_What you need to do_: Extract each line of the listing below that contains the word "duck". Matching is case-sensitive.

_Provided information_:
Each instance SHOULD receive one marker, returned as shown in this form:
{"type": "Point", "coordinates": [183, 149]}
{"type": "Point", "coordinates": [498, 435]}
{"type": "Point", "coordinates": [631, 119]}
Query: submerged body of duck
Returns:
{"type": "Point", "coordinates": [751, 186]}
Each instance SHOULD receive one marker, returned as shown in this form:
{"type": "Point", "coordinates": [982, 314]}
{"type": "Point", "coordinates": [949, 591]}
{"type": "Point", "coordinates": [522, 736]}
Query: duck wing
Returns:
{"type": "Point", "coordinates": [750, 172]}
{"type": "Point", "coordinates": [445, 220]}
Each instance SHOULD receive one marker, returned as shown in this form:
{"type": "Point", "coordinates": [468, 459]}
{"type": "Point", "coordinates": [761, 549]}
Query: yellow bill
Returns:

_Full answer_:
Query: submerged body of duck
Query: duck wing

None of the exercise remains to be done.